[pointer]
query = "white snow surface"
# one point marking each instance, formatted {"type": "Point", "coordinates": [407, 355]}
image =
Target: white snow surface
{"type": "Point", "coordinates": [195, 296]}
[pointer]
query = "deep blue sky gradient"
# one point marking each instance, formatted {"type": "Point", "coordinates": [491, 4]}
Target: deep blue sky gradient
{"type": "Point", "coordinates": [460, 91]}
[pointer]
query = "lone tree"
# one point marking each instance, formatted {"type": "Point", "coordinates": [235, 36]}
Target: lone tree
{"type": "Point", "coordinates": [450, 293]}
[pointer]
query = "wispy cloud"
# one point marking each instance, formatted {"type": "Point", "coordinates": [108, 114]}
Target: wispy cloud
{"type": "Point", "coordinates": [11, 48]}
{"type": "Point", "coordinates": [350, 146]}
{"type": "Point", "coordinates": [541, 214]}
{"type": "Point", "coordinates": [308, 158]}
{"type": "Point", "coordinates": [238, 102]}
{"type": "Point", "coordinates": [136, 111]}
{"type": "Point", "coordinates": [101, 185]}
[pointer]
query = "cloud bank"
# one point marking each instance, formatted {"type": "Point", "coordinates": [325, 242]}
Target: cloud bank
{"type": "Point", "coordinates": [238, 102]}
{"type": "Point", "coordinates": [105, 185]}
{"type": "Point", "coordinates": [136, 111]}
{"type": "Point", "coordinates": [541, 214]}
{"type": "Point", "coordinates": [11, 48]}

********

## Exercise details:
Rewrite the material above, changing "lone tree" to "solitary tree" wherever it appears and leaving everything else as it is.

## Finished answer:
[pointer]
query = "white snow surface"
# one point marking each instance, formatted {"type": "Point", "coordinates": [407, 355]}
image =
Target: white snow surface
{"type": "Point", "coordinates": [195, 296]}
[pointer]
query = "deep blue sky gradient"
# one point marking each instance, formatted {"type": "Point", "coordinates": [491, 4]}
Target: deep blue sky gradient
{"type": "Point", "coordinates": [460, 91]}
[pointer]
query = "solitary tree"
# one point marking each instance, formatted {"type": "Point", "coordinates": [235, 36]}
Target: solitary tree
{"type": "Point", "coordinates": [450, 293]}
[pointer]
query = "wispy cloud"
# one point marking each instance, formatted {"type": "Point", "coordinates": [108, 114]}
Target: wispy cloud
{"type": "Point", "coordinates": [11, 48]}
{"type": "Point", "coordinates": [350, 146]}
{"type": "Point", "coordinates": [541, 214]}
{"type": "Point", "coordinates": [308, 158]}
{"type": "Point", "coordinates": [238, 102]}
{"type": "Point", "coordinates": [136, 111]}
{"type": "Point", "coordinates": [101, 185]}
[pointer]
query = "cloud bank"
# one point marking each instance, formatted {"type": "Point", "coordinates": [325, 242]}
Target: cloud bank
{"type": "Point", "coordinates": [238, 102]}
{"type": "Point", "coordinates": [105, 185]}
{"type": "Point", "coordinates": [136, 111]}
{"type": "Point", "coordinates": [541, 214]}
{"type": "Point", "coordinates": [11, 48]}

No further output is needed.